> _EXERCISE DIRECTIONS_
Copy out only the stretch from the line containing "Where can the downspout" through the end of the records, requests included. Shift each point coordinate in the answers by -128.

--- Begin ---

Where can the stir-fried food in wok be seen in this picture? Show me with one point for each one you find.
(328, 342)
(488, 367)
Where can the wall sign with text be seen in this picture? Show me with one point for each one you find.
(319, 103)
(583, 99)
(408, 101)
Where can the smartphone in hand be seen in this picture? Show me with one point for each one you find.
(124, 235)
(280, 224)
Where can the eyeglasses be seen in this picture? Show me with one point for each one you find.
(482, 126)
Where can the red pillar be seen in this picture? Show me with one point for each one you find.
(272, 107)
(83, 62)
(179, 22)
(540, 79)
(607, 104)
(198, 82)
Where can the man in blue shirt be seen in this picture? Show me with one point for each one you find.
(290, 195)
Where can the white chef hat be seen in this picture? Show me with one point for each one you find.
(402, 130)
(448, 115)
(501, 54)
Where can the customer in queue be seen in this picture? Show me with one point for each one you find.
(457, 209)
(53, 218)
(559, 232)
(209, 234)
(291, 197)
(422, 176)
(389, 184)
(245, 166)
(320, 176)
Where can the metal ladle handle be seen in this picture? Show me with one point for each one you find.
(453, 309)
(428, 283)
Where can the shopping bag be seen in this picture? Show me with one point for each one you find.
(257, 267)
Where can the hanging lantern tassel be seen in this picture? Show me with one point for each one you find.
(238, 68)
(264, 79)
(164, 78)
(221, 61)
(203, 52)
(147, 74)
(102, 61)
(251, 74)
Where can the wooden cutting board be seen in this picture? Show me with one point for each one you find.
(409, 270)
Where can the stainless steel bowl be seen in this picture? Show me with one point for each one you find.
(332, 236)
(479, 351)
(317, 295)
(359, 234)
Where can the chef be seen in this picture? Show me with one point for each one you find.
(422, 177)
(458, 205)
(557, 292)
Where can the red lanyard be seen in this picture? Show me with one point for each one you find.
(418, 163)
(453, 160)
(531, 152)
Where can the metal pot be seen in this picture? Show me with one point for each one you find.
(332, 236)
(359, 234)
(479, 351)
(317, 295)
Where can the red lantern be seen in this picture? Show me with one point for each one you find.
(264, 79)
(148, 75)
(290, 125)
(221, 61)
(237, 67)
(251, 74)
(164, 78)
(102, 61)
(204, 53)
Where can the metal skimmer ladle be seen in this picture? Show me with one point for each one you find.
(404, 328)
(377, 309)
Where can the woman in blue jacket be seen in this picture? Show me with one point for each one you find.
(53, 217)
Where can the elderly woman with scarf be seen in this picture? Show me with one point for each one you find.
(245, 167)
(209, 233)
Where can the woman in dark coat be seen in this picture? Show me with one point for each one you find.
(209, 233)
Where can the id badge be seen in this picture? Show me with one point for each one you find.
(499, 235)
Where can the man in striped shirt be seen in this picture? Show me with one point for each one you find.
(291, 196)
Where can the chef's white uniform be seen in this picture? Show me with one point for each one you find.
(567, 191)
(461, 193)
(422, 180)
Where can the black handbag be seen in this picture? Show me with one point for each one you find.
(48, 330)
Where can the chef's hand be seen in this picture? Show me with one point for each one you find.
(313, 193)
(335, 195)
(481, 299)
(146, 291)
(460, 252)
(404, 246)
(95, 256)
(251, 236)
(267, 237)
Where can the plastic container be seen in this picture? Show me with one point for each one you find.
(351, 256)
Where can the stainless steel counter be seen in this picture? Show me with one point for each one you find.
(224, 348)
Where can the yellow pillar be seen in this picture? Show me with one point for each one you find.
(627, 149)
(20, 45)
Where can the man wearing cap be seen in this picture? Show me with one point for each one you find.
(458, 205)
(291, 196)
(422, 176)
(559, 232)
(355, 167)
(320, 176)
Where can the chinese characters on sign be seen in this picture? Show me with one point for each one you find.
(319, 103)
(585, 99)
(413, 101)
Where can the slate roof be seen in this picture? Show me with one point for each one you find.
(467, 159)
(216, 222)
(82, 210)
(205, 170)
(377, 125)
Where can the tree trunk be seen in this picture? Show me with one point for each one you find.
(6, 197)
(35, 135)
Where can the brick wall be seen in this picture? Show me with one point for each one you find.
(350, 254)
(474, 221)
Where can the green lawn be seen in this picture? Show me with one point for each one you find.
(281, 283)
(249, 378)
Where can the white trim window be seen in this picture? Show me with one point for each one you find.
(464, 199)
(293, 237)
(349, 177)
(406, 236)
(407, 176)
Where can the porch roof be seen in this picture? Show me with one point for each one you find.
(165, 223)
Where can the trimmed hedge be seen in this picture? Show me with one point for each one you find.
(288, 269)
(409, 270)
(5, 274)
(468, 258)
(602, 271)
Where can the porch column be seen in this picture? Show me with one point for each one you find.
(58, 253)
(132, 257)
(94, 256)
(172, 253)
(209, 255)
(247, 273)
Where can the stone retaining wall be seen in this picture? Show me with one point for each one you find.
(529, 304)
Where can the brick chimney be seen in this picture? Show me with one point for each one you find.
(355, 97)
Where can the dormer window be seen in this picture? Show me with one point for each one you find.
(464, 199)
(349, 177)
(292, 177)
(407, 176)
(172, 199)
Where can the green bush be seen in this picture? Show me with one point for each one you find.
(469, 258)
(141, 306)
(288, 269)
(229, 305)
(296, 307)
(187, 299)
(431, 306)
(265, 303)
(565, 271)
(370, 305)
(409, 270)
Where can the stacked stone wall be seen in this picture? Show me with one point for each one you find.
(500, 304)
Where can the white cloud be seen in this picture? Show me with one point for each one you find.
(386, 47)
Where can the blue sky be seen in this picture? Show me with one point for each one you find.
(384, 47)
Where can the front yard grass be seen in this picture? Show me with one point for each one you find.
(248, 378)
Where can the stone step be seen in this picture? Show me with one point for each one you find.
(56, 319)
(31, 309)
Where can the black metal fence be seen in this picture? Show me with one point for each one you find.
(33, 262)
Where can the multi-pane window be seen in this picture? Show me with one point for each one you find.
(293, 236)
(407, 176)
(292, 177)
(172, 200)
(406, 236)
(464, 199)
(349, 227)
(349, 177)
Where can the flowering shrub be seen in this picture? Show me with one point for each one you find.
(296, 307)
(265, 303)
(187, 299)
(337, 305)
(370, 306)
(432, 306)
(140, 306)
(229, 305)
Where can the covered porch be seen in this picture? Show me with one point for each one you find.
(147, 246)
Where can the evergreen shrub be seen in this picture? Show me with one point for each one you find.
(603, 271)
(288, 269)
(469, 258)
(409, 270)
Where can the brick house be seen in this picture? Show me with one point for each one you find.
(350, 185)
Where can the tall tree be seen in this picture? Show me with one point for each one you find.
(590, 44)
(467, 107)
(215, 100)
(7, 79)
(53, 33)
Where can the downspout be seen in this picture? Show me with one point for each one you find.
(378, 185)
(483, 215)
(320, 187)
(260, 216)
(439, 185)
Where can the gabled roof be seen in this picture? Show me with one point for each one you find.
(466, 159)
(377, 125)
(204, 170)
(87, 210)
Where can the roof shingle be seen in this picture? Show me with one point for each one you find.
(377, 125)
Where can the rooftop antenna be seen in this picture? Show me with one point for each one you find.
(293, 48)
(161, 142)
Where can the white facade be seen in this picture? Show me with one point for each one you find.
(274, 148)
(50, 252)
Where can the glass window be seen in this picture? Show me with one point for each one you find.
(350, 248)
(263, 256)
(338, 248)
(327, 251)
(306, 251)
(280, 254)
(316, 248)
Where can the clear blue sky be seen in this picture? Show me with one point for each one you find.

--- End ---

> _TASK OUTPUT_
Where can the downspout be seen in this picture? Show me with one point for each one you find.
(250, 57)
(355, 87)
(192, 59)
(132, 88)
(311, 57)
Where can the gabled roof be seen in this picture? Show me with one point for each one you find.
(338, 31)
(249, -3)
(76, 42)
(-41, 82)
Where can the roof shingle be seen in this picture? Show me with one point for each one you find.
(249, -3)
Where can the rooftop antenna be seen in this picture? Show me with one point for each one you find.
(165, -80)
(33, 14)
Where can the white facade be seen in this picture? Show me with one point for each one you find.
(146, 20)
(-78, 124)
Where can the glass window be seen in this picture? Show me with one point for each one you find.
(222, 120)
(135, 128)
(210, 120)
(199, 123)
(178, 123)
(152, 126)
(188, 120)
Where can the clear blue sky be seen in this picture? Show me with one point for each one you find.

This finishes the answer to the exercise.